> **Exercise**
For the entries that follow, produce an exact copy with no pictures in it.

> **Records for processing**

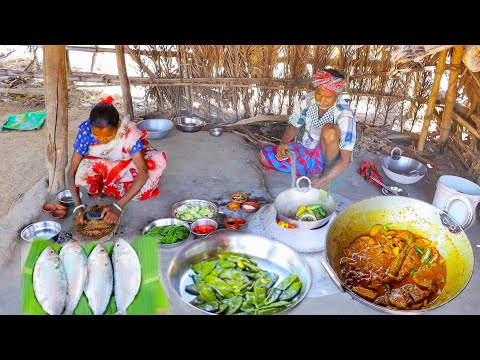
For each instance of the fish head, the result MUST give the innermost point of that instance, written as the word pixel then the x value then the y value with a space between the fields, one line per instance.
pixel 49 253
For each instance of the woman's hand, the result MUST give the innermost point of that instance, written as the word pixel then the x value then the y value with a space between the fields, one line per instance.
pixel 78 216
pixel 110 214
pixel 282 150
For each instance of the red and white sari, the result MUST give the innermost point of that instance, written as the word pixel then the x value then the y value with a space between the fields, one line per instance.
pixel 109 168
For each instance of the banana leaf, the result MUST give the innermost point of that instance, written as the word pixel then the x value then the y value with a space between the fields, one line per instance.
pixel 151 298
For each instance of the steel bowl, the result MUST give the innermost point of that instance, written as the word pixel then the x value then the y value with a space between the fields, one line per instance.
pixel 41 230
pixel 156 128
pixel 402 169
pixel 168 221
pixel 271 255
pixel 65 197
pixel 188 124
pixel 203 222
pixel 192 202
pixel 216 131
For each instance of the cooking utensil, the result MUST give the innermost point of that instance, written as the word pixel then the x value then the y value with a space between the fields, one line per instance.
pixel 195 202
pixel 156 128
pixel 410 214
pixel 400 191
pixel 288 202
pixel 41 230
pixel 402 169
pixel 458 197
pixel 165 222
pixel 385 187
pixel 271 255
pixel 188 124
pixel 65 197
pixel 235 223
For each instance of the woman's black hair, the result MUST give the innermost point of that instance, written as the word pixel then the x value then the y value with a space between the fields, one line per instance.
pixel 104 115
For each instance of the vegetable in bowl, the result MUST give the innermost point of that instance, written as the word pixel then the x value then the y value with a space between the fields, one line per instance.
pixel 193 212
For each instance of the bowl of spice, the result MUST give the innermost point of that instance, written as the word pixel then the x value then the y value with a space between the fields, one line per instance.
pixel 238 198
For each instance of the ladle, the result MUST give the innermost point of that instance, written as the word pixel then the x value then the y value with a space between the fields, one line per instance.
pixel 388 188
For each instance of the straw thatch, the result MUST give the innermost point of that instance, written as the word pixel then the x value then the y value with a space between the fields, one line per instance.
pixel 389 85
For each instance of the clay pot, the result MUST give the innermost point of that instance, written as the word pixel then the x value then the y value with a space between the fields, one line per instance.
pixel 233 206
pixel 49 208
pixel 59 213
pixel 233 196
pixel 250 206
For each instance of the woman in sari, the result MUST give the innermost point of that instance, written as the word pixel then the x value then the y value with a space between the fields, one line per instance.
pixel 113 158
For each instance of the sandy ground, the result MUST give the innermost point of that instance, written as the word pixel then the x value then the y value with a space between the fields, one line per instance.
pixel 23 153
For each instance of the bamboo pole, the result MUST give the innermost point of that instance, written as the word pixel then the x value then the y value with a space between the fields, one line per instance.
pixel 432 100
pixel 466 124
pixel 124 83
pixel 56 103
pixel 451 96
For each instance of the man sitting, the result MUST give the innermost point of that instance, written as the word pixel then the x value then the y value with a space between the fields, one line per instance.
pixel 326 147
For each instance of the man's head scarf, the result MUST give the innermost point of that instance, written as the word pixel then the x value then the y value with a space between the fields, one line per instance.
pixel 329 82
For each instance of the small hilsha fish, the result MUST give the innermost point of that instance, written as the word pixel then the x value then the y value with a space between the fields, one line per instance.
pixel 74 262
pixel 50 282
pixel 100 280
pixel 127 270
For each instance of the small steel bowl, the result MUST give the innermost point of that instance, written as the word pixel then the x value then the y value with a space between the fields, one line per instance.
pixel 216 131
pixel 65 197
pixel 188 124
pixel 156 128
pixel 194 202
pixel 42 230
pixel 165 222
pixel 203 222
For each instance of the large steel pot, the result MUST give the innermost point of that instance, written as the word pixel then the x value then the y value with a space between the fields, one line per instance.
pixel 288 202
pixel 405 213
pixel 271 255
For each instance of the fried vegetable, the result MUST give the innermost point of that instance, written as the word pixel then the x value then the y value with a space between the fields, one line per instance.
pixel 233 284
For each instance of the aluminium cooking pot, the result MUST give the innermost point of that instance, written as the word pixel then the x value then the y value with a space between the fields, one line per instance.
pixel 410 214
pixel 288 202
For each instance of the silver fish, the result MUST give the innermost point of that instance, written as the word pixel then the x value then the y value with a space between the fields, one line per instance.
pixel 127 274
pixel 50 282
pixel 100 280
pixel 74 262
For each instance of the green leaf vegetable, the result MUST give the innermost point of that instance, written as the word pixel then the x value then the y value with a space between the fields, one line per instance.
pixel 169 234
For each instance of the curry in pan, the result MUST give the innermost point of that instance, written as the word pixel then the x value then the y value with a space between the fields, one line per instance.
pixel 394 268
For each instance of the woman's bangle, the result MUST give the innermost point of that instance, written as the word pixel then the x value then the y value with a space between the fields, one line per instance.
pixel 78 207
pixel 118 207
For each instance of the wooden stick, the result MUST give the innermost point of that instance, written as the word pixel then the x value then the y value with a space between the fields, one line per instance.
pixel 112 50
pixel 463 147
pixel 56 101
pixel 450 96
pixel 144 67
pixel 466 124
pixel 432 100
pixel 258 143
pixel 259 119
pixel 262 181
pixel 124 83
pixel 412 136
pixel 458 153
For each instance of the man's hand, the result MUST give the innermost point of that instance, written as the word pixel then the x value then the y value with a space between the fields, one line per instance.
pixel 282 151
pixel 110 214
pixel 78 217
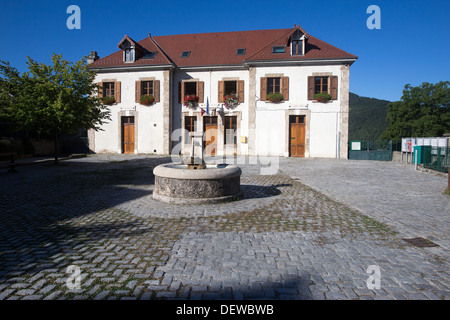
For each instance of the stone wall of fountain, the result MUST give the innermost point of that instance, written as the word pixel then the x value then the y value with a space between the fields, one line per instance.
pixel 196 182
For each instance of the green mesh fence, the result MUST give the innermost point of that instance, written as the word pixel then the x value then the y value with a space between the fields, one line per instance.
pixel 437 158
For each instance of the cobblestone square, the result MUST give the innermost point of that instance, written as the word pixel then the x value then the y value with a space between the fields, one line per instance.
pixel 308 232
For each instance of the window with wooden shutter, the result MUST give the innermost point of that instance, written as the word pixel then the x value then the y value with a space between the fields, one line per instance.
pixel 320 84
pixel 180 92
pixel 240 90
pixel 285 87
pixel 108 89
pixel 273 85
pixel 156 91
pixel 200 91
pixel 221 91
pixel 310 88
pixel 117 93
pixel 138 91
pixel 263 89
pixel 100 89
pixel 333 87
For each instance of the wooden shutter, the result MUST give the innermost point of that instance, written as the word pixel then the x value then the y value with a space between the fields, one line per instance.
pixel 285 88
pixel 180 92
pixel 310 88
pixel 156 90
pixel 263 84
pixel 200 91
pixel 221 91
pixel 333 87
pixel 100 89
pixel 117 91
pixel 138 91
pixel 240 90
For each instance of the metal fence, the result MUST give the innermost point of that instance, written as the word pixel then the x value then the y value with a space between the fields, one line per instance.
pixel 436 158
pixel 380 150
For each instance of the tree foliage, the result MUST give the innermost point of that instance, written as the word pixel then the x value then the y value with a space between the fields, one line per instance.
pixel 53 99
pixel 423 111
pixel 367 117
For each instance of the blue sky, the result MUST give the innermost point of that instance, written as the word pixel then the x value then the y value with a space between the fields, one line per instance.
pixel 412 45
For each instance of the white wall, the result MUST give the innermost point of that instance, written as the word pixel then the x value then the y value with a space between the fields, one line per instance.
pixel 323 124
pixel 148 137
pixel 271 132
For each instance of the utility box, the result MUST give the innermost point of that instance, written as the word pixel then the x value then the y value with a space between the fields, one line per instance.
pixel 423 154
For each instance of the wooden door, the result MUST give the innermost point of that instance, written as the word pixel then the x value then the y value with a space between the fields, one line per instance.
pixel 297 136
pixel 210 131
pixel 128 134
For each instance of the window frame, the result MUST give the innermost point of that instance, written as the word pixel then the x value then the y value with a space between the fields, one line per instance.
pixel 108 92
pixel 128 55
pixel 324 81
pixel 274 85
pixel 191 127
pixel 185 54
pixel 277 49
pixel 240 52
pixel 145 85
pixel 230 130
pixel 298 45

> **Written response**
For each instance of the fish head, the result MUST give the innermost point of that instance, written as the word pixel then the x value then the y value with a space between the fields, one line per instance.
pixel 49 253
For each instance of the woman's hand, the result MUST give the innermost point of that instance, written as the word pixel then the x value then the y value with a space between the fields, one line per instance.
pixel 78 216
pixel 110 214
pixel 282 150
For each instance of the red and white sari, the result MUST give the innermost point of that instance, written as the word pixel then the x value then the y value with a space between the fields, one line per instance.
pixel 109 168
For each instance of the banana leaf, the result MUST give the innermost point of that instance, written as the word pixel then the x value then the y value with a space between the fields, one line per instance.
pixel 151 298
For each instance of the steel bowl, the result MUST give the innermost point of that instance, written as the word pixel then the x value then the y value with a space between the fields, one line per instance.
pixel 41 230
pixel 156 128
pixel 402 169
pixel 168 221
pixel 271 255
pixel 65 197
pixel 188 124
pixel 203 222
pixel 192 202
pixel 216 131
For each instance of the cooking utensil, the result MUST give the innermost point of that instance, written as the word pixel then the x value then the y value with a space between the fields, one line per instance.
pixel 195 202
pixel 156 128
pixel 410 214
pixel 400 191
pixel 288 202
pixel 41 230
pixel 402 169
pixel 458 197
pixel 165 222
pixel 385 187
pixel 271 255
pixel 188 124
pixel 65 197
pixel 235 223
For each instance of the woman's black hair, the result MUST give the innermost point of that instance, written as the word pixel then the x value then the y value with a space between the fields, one line per instance.
pixel 104 115
For each instance of the vegetable in bowl, the result MUST give the innermost point of that instance, written as the word pixel then the x value then the y value with a space between the fields, one line per instance.
pixel 193 212
For each instance of the bowl of spice, the result MUST give the innermost point of that instance, written as the word pixel then the x value then the y value with a space between the fields, one line per instance.
pixel 238 198
For each instance of the ladle, the result MUST give the innermost point of that instance, written as the word pixel then the x value then the y value with a space between the fields, one line per instance.
pixel 388 188
For each instance of the straw thatch, the result MUST give the innermost point of that instance, written as the word pixel then the x value then the y value with a space between the fields, one line per instance.
pixel 389 85
For each instance of the clay pot, the result MUST give the innermost point of that instance, written as the word pixel then the x value then the y value with a space between the fields, one line per instance.
pixel 233 206
pixel 49 208
pixel 59 213
pixel 233 196
pixel 250 206
For each instance of the woman in sari, the result MUST give the innermost point of that instance, written as the word pixel then the x value then the y value with a space between the fields, one line per instance.
pixel 113 158
For each instance of the sandy ground, the result MUST give the innermost point of that instance, written as the word pixel then the x value then the y value with a space between the fields, one line per instance.
pixel 23 153
For each instance of the bamboo pole, the result MUST give the innermost point of that instance, written as the word pixel then the x value then the y value with a space between the fields, one line per instance.
pixel 432 100
pixel 466 124
pixel 124 83
pixel 56 103
pixel 451 96
For each instance of the man sitting, the result MUST give the innermost point of that instance, written as the word pixel then the x value then the y value with a space between the fields, one line per instance.
pixel 326 147
For each instance of the man's head scarf, the result MUST give the innermost point of that instance, written as the word pixel then the x value then the y value with a space between the fields, one line per instance.
pixel 329 82
For each instance of the small hilsha fish, the result MUST give the innermost point of that instance, written as the word pixel then the x value then the y value with a space between the fields, one line per instance.
pixel 74 262
pixel 50 282
pixel 100 280
pixel 127 270
For each instance of the small steel bowl, the result MUST give the innermost point of that instance, written as the word pixel then the x value then the y value with a space between the fields, one line per instance.
pixel 216 131
pixel 65 197
pixel 188 124
pixel 156 128
pixel 194 202
pixel 42 230
pixel 165 222
pixel 203 222
For each instance of the large steel pot, the result MUST give the innermost point of that instance, written as the word pixel then the x value then the y value with a space between the fields, one line per instance.
pixel 288 202
pixel 405 213
pixel 271 255
For each instance of the fried vegetable, the result MUST give the innermost point of that instance, written as the word pixel then the x value then the y value with a space between the fields, one line per instance.
pixel 233 284
For each instance of the aluminium cooking pot, the result MUST give the innermost point of that instance, written as the word pixel then the x value then the y value with a space between the fields, one line per instance.
pixel 410 214
pixel 288 202
For each instance of the silver fish, the result MUST give the innermost point of that instance, written as the word pixel then the x value then the y value with a space between the fields, one line per instance.
pixel 127 274
pixel 50 282
pixel 100 280
pixel 74 262
For each instance of the green leaf vegetable, the result MUST give the innermost point of that instance, written as the word pixel then the x value then the y value with a space between the fields, one line per instance.
pixel 169 234
For each instance of the curry in pan, the result MUST give the innermost point of that instance, written as the word pixel then the x value then the y value with a space between the fields, one line per instance.
pixel 394 268
For each instance of the woman's bangle, the result MUST give the innermost point of that instance, written as the word pixel then the x value then the y value with a space between the fields, one line per instance.
pixel 78 207
pixel 118 207
For each instance of the wooden stick, the result MUST give the innermost point of that instance, written as the word pixel then the x value then the y value with a space between the fields, one line per instance.
pixel 112 50
pixel 463 147
pixel 56 101
pixel 450 96
pixel 144 67
pixel 466 124
pixel 432 100
pixel 258 143
pixel 259 119
pixel 262 181
pixel 124 83
pixel 412 136
pixel 458 153
For each instance of the man's hand, the result MUST give the innermost point of that instance, written as the word pixel then the x value then the y value with a space between the fields, one line per instance.
pixel 282 151
pixel 110 214
pixel 78 217
For each instance of the stone wall of fountain, the result MUST give the innermost point of that instance, written as the word pixel then the x value then the y value with a space between the fields, one line per instance.
pixel 196 182
For each instance of the green mesh fence, the result MUST give the innermost point of that instance, written as the word pixel then the x value then the y value with a space between the fields, one line per instance.
pixel 437 158
For each instance of the cobblestone square, the result MUST give the innermost point of that instance, written as the word pixel then the x value then the y value with a space between the fields, one line per instance.
pixel 308 232
For each instance of the window with wooden shutter, the result MUST give the innermost point of that instance, written as the word pixel then the x value then the y value with a space between the fields, one line per instance.
pixel 320 84
pixel 180 92
pixel 240 90
pixel 285 87
pixel 108 89
pixel 273 85
pixel 156 91
pixel 200 91
pixel 221 91
pixel 310 88
pixel 117 93
pixel 138 91
pixel 263 89
pixel 100 89
pixel 333 87
For each instance of the wooden shutter, the result MUST give the innermost point of that instance, written as the word pixel then the x value then the y value with a space between the fields, one line per instance.
pixel 285 88
pixel 180 92
pixel 310 88
pixel 156 90
pixel 263 84
pixel 200 91
pixel 221 91
pixel 333 87
pixel 100 89
pixel 117 91
pixel 138 91
pixel 240 90
For each instance of the metal fence, the result MUST give the innermost point of that instance, written as the word pixel then the x value then the y value with a space between the fields, one line per instance.
pixel 436 158
pixel 380 150
For each instance of the tree foliage, the result MUST give the innermost point of that instance, written as the word pixel then the x value then the y value with a space between the fields, one line per instance.
pixel 53 99
pixel 423 111
pixel 367 117
For each instance of the blue sky, the result MUST give the innermost point of that instance, written as the word pixel then the x value then the y value with a space between the fields, one line per instance.
pixel 412 45
For each instance of the white wall, the result MUST give the innermost point of that instance, written as the word pixel then the x value then the y value with a space between the fields, one line per instance.
pixel 323 124
pixel 148 137
pixel 271 132
For each instance of the utility box, the result MUST give the innermost point of that instance, written as the word pixel then the x value then the y value with a space between the fields, one line per instance.
pixel 423 154
For each instance of the wooden door, the result MUST give the innermost point of that instance, written as the word pixel then the x value then the y value with a space between the fields, one line per instance.
pixel 297 136
pixel 210 131
pixel 128 134
For each instance of the window frame, the result MUST give the innermost point of that instance, written as the word pixel then the x value then the y value with a space between the fields, one line per instance.
pixel 108 92
pixel 128 55
pixel 324 81
pixel 274 85
pixel 191 127
pixel 185 54
pixel 277 49
pixel 240 52
pixel 145 85
pixel 230 130
pixel 298 45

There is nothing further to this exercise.